== Requirement ==
Set down exactly the lines of the listing below, please, beginning with the first and ending with the line that holds "One point belongs to each instance of the warehouse".

== Material provided ==
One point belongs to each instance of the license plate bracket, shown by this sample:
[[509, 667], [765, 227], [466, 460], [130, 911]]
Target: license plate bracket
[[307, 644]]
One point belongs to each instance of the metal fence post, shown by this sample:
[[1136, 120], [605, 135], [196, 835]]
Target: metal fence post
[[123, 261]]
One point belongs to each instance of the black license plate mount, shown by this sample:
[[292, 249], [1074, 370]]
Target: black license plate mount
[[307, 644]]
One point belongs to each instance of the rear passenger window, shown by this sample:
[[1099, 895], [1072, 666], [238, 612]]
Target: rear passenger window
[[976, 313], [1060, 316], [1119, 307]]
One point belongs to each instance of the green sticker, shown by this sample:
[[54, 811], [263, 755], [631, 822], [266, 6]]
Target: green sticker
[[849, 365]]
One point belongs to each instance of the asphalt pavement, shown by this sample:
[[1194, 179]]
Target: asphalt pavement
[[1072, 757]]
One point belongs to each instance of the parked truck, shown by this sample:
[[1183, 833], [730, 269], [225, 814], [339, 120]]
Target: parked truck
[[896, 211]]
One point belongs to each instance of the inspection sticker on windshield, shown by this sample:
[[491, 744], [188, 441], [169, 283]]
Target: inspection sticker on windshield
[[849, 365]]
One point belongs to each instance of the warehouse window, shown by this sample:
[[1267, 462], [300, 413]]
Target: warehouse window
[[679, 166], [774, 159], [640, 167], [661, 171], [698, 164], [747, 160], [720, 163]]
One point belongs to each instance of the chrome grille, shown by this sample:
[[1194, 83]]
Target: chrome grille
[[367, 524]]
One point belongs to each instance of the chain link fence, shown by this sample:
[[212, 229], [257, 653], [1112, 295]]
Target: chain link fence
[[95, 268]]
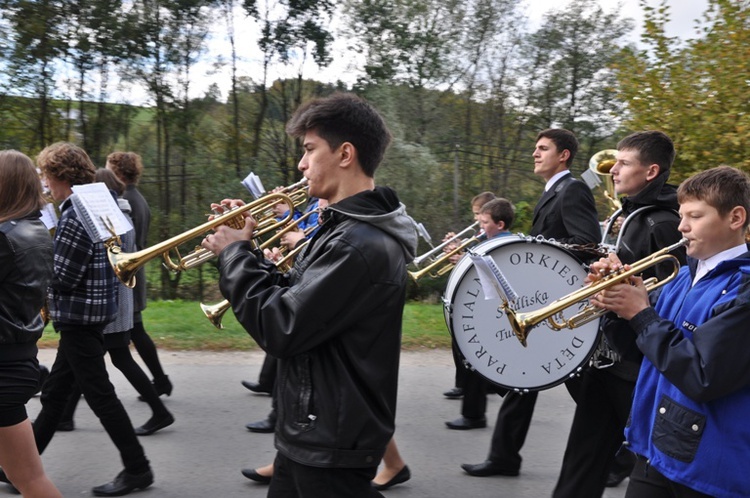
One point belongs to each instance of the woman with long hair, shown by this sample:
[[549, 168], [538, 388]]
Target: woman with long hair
[[25, 272]]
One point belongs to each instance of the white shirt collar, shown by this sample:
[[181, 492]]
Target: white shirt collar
[[554, 179], [706, 265]]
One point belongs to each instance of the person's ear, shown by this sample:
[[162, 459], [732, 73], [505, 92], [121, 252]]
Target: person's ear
[[348, 153], [737, 217]]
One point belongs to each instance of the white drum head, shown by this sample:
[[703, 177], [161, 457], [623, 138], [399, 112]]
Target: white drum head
[[539, 272]]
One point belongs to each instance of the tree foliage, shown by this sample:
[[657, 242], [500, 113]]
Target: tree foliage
[[697, 92], [464, 86]]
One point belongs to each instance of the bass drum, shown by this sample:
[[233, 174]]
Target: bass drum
[[539, 272]]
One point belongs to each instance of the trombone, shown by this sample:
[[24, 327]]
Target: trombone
[[601, 163], [521, 323], [125, 265], [441, 265], [297, 193]]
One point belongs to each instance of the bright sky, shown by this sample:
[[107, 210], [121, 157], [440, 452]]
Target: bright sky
[[683, 16]]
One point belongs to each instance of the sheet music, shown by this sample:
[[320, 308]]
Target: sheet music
[[99, 211]]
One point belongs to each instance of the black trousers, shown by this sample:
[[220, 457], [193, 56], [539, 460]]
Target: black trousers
[[647, 482], [80, 359], [294, 480], [458, 360], [513, 421], [602, 410], [474, 402], [267, 375]]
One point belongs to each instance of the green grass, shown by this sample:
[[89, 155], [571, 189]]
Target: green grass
[[181, 325]]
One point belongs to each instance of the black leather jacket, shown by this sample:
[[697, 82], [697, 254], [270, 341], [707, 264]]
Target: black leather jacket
[[334, 323], [645, 232], [25, 272]]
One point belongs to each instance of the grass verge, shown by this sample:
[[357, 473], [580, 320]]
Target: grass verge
[[181, 325]]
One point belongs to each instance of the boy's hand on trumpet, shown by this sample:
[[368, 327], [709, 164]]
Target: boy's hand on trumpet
[[626, 299], [224, 235]]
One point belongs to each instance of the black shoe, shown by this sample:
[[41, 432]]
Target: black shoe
[[264, 426], [66, 426], [402, 476], [255, 387], [487, 468], [162, 385], [125, 483], [253, 475], [154, 424], [615, 478], [464, 424], [11, 488]]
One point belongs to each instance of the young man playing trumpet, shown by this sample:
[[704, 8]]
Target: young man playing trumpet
[[649, 206], [688, 424], [334, 320]]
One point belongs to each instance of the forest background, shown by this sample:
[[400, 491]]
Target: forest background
[[464, 86]]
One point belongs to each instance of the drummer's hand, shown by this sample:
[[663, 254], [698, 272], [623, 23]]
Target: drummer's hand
[[626, 299], [273, 254]]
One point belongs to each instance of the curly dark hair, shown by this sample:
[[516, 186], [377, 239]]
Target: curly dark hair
[[344, 117], [128, 166]]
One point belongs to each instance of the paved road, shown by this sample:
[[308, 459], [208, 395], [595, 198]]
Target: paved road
[[202, 453]]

== Completed exercise ==
One point belongs to each instance of the license plate bracket, shown by this sample:
[[509, 667], [765, 227], [466, 460], [130, 911]]
Target: license plate bracket
[[307, 644]]
One point belongs to each instance of the metal fence post, shown by this sample:
[[1136, 120], [605, 135], [196, 835]]
Target: metal fence post
[[123, 261]]
One point belongs to each instance of the black license plate mount, shown by this sample:
[[292, 249], [1074, 370]]
Target: black license plate mount
[[307, 644]]
One point belongs to each instance of the rear passenger window, shown by this sample:
[[1099, 895], [1072, 666], [238, 612]]
Target: rear passenger window
[[976, 313], [1060, 316], [1119, 307]]
One point belongs to each instance of the green sticker, shown by this sample:
[[54, 811], [263, 755], [631, 822], [266, 6]]
Target: green sticker
[[849, 365]]
One point belongs to each instance of the asphalt pavement, shown by this sample:
[[1194, 179]]
Target: asphalt pavement
[[1072, 757]]
One point belongs to each instance of the parked truck, shown by this sample:
[[1183, 833], [730, 269], [225, 814], [339, 120]]
Target: parked truck
[[896, 211]]
One point belongs to each instance of the inspection sticker on windshield, shown by this sample:
[[491, 744], [188, 441], [169, 283]]
Target: inspection sticker on windshield
[[849, 365]]
One point belongs to each instance of the warehouse window, shown by this sample:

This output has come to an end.